STATED GOAL:
Rewrite the rows from the line with "Where can you find the distant mountain?" up to and including the line with "<point>384,126</point>", swapping "mountain" for "hill" and leaving everything else unchanged.

***** SUPPLIED RECORDS

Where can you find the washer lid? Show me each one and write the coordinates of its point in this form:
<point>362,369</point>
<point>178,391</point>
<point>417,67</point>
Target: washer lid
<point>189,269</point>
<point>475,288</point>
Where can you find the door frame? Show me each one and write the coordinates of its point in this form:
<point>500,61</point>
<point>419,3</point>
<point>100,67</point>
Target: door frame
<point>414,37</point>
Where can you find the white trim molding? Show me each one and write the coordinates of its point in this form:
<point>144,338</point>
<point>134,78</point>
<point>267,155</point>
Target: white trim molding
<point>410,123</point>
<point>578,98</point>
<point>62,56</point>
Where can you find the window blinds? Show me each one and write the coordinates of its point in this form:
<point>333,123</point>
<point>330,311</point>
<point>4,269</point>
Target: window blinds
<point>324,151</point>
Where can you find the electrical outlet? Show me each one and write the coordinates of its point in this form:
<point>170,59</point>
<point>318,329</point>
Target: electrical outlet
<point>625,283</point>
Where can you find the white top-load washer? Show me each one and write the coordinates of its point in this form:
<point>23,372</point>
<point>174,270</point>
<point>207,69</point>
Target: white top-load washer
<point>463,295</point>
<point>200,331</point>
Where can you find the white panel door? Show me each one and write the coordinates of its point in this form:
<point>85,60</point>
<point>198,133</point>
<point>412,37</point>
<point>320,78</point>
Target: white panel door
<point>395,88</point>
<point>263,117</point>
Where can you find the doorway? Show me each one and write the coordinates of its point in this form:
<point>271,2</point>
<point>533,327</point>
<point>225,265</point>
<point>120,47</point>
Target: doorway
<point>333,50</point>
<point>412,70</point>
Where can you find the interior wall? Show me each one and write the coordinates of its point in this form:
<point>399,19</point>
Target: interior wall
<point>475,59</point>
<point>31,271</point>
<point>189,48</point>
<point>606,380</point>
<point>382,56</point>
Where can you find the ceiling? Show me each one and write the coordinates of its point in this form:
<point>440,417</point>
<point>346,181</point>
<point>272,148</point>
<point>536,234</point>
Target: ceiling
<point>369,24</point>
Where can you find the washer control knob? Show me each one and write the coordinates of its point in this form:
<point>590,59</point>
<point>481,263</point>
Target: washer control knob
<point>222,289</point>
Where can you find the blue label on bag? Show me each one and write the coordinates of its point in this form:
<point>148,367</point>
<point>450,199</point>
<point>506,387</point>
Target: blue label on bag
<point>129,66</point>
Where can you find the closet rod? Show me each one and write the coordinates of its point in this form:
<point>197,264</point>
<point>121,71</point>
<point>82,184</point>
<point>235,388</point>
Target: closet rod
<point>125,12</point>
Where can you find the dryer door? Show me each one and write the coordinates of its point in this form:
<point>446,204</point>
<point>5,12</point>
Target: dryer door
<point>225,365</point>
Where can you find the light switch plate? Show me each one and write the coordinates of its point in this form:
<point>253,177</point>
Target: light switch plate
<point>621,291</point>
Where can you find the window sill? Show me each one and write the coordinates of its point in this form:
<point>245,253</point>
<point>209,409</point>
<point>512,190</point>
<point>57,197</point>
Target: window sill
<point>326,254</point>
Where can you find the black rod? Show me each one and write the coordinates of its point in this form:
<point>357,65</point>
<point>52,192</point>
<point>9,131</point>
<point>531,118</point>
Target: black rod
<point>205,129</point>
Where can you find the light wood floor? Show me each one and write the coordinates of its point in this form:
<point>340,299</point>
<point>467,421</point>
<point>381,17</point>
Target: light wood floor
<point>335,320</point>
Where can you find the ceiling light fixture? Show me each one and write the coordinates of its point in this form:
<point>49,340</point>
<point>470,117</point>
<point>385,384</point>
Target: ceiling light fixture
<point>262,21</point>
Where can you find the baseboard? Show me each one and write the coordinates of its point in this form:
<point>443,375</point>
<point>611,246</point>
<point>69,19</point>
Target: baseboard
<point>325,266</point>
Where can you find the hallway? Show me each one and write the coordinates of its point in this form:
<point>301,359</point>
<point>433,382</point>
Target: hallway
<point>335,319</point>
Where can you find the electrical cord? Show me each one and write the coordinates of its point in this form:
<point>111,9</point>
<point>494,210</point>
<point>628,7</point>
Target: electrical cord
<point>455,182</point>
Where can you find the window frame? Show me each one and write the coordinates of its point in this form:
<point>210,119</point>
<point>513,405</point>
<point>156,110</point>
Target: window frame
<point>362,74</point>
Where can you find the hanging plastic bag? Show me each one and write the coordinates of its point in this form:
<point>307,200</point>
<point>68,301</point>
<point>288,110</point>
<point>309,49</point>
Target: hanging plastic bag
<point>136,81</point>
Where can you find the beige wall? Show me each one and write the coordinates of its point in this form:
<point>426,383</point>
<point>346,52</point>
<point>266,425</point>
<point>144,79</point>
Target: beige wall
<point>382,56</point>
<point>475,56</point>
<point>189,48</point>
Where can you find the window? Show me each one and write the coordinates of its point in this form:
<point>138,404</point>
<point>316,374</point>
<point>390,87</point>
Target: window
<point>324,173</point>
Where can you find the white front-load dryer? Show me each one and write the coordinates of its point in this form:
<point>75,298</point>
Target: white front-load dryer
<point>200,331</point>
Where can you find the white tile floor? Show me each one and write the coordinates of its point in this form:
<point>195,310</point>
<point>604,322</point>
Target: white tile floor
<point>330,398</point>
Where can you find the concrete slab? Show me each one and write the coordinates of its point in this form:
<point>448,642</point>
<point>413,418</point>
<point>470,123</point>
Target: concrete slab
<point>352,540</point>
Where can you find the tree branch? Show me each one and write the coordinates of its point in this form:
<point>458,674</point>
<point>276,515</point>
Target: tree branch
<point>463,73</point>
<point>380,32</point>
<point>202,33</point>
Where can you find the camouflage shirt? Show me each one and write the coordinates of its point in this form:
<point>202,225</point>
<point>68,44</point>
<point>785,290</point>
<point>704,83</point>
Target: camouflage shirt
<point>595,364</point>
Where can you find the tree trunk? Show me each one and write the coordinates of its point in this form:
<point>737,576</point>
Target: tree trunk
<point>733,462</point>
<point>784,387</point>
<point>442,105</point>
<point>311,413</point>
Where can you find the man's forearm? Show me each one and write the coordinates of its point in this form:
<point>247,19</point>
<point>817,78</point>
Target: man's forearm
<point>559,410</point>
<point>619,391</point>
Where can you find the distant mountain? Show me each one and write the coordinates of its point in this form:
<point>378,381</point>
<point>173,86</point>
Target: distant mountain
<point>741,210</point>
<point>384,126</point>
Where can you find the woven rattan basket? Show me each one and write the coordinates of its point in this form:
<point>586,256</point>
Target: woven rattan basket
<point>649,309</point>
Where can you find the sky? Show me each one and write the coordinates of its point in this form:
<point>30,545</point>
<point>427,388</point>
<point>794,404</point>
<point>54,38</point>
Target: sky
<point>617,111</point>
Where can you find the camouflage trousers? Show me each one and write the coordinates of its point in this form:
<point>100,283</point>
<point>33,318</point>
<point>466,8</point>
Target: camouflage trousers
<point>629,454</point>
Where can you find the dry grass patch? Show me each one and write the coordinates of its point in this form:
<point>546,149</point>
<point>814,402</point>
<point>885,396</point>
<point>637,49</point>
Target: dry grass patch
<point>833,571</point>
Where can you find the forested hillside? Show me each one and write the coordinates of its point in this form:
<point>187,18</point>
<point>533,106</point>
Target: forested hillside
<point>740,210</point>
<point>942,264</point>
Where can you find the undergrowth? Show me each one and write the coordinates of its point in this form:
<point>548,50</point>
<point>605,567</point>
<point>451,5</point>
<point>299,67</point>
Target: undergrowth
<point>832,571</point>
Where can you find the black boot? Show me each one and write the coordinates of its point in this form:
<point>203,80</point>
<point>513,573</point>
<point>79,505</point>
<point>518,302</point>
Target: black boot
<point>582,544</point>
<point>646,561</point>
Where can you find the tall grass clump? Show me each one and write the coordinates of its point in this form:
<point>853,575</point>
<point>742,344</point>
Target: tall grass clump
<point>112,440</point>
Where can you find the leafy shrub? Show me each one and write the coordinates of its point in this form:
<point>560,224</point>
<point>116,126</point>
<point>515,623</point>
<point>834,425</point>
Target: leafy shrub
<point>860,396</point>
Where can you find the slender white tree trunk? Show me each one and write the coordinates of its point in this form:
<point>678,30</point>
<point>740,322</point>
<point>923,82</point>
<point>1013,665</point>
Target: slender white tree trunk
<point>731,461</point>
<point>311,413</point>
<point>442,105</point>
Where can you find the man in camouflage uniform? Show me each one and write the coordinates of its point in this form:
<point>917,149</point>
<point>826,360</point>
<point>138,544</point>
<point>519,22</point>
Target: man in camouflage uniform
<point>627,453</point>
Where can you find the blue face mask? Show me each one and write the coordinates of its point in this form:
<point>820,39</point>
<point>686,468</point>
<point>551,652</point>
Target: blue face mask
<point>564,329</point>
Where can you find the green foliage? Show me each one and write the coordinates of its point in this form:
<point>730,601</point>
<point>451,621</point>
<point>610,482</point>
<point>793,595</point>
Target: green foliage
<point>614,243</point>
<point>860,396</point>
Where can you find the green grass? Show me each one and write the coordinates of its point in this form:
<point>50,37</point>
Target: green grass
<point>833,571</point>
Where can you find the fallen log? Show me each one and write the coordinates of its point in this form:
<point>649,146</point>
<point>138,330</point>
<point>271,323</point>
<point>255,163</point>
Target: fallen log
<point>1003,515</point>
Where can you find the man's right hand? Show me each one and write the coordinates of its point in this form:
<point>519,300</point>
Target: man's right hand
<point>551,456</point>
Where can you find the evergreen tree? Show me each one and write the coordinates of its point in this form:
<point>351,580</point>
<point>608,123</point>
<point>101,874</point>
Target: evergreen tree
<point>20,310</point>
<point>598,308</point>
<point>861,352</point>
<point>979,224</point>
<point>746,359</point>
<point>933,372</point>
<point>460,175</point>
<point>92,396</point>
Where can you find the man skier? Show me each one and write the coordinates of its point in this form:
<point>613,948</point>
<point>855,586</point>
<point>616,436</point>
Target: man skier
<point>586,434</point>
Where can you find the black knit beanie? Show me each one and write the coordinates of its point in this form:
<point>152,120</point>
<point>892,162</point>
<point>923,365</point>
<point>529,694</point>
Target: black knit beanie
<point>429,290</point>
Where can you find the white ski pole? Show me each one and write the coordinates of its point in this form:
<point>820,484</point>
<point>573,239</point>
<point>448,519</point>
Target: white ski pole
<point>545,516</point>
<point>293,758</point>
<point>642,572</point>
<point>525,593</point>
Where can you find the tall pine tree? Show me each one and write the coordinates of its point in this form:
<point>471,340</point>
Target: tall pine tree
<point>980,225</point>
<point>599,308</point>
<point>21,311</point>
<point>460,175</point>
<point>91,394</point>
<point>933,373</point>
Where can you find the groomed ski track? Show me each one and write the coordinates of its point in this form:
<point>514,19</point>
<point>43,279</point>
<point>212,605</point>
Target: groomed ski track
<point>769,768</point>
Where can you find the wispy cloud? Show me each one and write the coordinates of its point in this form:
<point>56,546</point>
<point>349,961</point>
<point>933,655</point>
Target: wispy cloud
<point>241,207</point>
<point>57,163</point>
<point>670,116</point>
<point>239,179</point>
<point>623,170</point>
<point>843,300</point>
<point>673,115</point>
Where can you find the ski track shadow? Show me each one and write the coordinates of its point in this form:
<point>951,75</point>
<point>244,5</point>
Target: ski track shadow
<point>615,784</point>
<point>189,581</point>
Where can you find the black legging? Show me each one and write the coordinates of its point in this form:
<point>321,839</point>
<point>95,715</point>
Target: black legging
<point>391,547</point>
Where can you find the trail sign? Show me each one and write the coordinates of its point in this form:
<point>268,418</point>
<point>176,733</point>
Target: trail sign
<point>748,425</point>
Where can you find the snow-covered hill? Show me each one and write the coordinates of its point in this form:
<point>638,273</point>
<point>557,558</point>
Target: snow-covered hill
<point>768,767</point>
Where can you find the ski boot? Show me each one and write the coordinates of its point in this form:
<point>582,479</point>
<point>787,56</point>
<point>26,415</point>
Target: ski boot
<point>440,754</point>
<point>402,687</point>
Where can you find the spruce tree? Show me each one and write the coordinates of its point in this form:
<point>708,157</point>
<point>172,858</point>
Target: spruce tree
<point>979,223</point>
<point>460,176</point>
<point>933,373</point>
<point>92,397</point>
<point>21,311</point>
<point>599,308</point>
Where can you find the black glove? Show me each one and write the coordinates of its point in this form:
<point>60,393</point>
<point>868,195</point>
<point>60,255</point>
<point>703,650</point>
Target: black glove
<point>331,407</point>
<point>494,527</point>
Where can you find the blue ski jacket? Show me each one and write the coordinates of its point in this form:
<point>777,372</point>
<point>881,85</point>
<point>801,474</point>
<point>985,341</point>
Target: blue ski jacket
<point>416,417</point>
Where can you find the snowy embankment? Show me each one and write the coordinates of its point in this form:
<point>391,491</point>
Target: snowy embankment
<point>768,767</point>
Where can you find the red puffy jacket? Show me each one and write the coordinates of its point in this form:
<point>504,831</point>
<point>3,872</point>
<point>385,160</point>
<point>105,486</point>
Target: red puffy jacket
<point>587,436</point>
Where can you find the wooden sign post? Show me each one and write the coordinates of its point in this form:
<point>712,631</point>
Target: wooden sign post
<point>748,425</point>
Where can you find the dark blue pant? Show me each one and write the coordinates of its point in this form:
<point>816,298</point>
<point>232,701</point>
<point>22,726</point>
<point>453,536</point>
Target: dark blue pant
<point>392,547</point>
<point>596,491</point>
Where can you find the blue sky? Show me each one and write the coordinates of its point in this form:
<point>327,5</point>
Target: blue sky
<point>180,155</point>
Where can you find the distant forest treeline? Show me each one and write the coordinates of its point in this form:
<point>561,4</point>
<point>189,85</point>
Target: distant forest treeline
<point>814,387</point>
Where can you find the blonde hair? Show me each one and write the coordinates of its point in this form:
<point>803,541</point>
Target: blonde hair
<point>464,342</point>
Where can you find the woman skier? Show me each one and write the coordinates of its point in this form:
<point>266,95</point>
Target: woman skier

**********

RESPONSE:
Where can you find the distant hill? Show me each one and write the coordinates of its point in this form:
<point>378,381</point>
<point>173,86</point>
Target: distant hill
<point>741,210</point>
<point>384,126</point>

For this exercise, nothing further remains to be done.